• **Exercise requirements**
Reproduce word for word the lines of the listing, from the line containing "Task: Indicate the maroon cuff" through the end of the listing.

• **Point-based annotation data**
-=-=-
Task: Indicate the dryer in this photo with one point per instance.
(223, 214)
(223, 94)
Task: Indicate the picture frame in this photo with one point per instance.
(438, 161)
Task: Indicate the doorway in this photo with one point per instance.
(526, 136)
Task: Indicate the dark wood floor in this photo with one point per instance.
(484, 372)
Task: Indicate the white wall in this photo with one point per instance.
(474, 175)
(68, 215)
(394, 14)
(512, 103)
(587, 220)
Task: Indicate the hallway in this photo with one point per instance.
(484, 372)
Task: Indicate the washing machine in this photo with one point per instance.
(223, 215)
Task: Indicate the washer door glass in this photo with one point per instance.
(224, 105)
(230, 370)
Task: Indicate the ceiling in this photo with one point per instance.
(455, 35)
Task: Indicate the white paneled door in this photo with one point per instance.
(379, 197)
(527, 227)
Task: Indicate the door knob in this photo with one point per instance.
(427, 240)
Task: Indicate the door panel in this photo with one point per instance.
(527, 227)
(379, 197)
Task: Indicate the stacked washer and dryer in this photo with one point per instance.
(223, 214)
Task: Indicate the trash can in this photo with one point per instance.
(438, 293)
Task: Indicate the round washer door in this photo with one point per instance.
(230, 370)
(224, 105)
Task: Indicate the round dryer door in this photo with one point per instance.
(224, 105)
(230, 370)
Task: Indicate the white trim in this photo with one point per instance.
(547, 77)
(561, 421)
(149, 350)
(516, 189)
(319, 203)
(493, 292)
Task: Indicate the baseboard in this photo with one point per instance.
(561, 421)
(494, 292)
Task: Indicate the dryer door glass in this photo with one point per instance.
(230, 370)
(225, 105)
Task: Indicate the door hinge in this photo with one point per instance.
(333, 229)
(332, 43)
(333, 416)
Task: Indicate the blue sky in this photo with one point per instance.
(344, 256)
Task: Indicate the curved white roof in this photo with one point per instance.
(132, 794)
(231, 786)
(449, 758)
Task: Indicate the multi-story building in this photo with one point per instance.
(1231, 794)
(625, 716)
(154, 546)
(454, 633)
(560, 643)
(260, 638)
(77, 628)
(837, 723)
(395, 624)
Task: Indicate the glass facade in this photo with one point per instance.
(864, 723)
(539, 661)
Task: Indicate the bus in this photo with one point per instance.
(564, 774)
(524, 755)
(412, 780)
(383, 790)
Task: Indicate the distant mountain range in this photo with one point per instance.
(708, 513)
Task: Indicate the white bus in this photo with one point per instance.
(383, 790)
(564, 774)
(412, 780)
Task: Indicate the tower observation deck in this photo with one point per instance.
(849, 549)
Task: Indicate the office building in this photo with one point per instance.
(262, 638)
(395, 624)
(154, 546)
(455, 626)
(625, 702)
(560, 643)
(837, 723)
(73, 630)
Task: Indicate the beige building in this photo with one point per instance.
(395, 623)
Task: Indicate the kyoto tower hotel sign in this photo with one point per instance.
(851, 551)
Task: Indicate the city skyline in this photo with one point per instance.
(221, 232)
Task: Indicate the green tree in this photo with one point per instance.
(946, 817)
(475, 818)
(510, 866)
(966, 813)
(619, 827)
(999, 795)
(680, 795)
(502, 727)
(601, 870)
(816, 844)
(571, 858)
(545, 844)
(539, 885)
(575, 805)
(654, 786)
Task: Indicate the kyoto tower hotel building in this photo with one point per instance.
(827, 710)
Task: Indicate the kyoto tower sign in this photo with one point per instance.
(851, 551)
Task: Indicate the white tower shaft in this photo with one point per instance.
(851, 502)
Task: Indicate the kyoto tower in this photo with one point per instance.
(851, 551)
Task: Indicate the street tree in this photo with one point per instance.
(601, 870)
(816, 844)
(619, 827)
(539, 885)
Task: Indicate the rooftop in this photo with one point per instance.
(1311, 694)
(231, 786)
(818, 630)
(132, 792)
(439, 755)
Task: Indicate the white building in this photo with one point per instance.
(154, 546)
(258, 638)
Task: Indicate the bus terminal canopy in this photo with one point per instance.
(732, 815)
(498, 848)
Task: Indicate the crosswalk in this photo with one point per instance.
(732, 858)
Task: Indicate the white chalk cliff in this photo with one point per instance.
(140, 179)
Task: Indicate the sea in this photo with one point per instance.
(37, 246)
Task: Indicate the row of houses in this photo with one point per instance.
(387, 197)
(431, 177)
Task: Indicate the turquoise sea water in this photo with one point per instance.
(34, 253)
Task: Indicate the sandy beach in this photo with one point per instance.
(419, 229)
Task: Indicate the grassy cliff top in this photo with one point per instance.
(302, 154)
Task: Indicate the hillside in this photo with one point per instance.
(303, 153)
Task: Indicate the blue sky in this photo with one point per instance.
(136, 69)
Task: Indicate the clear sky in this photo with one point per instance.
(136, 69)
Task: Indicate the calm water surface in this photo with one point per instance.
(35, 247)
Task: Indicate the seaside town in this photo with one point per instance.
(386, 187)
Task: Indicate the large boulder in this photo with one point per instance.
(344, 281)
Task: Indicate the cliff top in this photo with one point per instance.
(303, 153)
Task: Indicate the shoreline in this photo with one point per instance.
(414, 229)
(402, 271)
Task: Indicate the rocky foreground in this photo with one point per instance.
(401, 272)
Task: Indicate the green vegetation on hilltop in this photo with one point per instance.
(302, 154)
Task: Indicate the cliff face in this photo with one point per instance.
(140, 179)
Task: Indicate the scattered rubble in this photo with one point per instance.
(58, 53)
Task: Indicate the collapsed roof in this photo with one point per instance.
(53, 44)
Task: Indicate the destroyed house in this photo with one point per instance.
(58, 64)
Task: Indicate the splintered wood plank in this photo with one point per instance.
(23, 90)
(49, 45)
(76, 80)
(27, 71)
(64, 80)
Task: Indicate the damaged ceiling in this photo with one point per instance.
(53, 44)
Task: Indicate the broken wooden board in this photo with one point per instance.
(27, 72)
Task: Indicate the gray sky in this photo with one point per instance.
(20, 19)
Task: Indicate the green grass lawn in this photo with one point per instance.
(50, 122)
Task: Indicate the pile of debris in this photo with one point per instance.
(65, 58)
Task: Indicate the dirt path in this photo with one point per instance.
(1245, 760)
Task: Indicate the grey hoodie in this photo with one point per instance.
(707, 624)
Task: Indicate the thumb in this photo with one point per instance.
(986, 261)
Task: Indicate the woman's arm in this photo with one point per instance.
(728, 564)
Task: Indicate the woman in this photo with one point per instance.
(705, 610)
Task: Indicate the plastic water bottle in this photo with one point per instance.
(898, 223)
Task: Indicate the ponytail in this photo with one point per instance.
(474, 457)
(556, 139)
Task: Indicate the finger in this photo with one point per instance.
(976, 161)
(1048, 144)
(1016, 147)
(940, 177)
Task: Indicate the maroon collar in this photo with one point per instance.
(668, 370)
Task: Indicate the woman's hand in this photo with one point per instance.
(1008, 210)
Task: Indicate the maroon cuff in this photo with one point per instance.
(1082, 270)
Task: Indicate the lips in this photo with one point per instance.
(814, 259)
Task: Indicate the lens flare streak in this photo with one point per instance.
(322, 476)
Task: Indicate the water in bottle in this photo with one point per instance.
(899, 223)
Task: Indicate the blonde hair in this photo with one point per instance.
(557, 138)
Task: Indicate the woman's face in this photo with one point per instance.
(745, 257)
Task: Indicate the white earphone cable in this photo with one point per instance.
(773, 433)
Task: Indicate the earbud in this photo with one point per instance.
-=-=-
• **Output**
Task: Indicate the maroon cuff in this photo with one point per instance.
(1082, 270)
Task: Indicate the lips in this photo with one point per instance.
(814, 259)
Task: Indicate the lens flare streak in this photo with one point per instance.
(322, 476)
Task: Indicate the water in bottle in this photo with one point per instance.
(899, 223)
Task: Indicate the blonde hair in this photo with one point per instance.
(557, 138)
Task: Indicate the woman's face in this photo with one point per instance.
(745, 257)
Task: Indicate the white earphone cable in this photo with one point per instance.
(773, 433)
Task: Indicate the earbud in this photo with one point per instance.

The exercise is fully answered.